## GIVEN INSTRUCTION A
Reproduce everything in the article on David Einhorn's short targets below, from "Value investor David" down to "he wrongly targeted.".

## PASSAGE
"More Than Just a Dead Cat Bounce"...
David is a member of The Motley Fool Blog Network -- entries represent the personal opinion of the blogger and are not formally edited.
Editor's Note: Greenlight Capital has not disclosed a short position in Herbalife, this version has been corrected.
Value investor David Einhorn has been successful targeting entrenched management before and shaking up the status quo to unlock value. However, of late, he has targeted the wrong companies--those that have succeeded despite challenging macro conditions. His bearish theses have sent crashed company valuations from sometimes just speculation alone. While these attacks have netted Einhorn millions, it has opened up the opportunity for you to create wealth through just the opposite approach. Below, I review two companies that he wrongly targeted.
Green Mountain Coffee Roaster (NASDAQ: GMCR): A Case Study For Herbalife...
This well known Einhorn short fell from a high of $110 to a local low of around $17.50. It has since recovered to $41.34 and rallied 141.6% from the 52-week low. In my view, it remains incredibly undervalued. First, the company is cheap probably by anyone's standards on a multiples basis. It trades at a PEG ratio below 1, which indicates that future growth has not been fully factored into the stock price. Second, it has delivered 75.4% annual EPS growth over the past 5 years. By contrast, competitor Starbucks (NASDAQ: SBUX), which trades at 30x past earnings, has only grown EPS by a rate of 5.4% during the same time. While the analysts continue to expect GMCR to outperform by around 200 bps more per year, this is not nearly optimistic for several reasons.
First, Starbucks has made a name for itself by saturating the market. The question that naturally follows but seems to not be asked is: how much penetration potential is left? Whereas Starbucks has few growth opportunities, as I see it, in the specialty coffee market, it has plenty of headwinds. The entrance of McDonald's in the grocery coffee market will pose a secular margin pressure on Starbucks in its attempt to stay, or even elevate, demand for higher-price coffee. GMCR, however, is just getting started in penetrating new markets. I thus strongly encourage buying GMCR over Starbucks. It should not be surprising then that GMCR has outperformed expectations by a higher average amount (36.3% vs. 2.4%) compared to its competitor.

## DATA SHOWN
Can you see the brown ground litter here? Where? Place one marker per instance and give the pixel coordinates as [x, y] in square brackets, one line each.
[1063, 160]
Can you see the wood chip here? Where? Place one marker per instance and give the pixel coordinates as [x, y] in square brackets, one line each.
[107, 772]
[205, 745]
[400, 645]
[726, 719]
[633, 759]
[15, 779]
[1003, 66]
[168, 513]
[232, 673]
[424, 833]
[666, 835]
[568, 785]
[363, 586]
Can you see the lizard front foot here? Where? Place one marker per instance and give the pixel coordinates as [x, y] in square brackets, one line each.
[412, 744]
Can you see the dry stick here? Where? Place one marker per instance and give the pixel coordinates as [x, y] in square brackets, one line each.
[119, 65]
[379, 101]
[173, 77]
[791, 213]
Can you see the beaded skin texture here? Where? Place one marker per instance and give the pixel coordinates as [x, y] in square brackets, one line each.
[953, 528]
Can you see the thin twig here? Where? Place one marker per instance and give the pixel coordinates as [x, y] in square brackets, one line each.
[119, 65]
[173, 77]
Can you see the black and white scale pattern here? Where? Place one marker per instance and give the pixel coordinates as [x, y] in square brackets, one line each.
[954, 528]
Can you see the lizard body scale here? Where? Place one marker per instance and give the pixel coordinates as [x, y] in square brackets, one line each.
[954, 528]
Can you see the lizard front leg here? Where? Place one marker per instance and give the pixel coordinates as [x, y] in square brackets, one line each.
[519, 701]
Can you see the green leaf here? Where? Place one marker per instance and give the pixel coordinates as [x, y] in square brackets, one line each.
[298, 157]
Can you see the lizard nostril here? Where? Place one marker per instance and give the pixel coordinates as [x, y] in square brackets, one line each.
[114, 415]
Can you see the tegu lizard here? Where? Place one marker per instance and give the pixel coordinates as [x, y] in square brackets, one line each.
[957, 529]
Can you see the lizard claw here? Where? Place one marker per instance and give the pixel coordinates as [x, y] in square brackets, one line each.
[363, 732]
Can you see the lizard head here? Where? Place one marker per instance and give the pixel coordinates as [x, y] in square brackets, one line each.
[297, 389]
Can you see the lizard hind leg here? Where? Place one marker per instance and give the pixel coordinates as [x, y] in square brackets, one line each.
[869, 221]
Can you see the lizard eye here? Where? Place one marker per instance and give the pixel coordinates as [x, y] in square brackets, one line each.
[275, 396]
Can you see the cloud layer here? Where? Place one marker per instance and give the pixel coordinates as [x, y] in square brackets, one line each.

## GIVEN INSTRUCTION B
Arrange everything from the start of the rows above down to the line containing "[1063, 160]", both ends included, as a JSON list of strings with one string per line and blank lines left out.

## RIGHT ANSWER A
Value investor David Einhorn has been successful targeting entrenched management before and shaking up the status quo to unlock value. However, of late, he has targeted the wrong companies--those that have succeeded despite challenging macro conditions. His bearish theses have sent crashed company valuations from sometimes just speculation alone. While these attacks have netted Einhorn millions, it has opened up the opportunity for you to create wealth through just the opposite approach. Below, I review two companies that he wrongly targeted.

## RIGHT ANSWER B
[
  "Can you see the brown ground litter here? Where? Place one marker per instance and give the pixel coordinates as [x, y] in square brackets, one line each.",
  "[1063, 160]"
]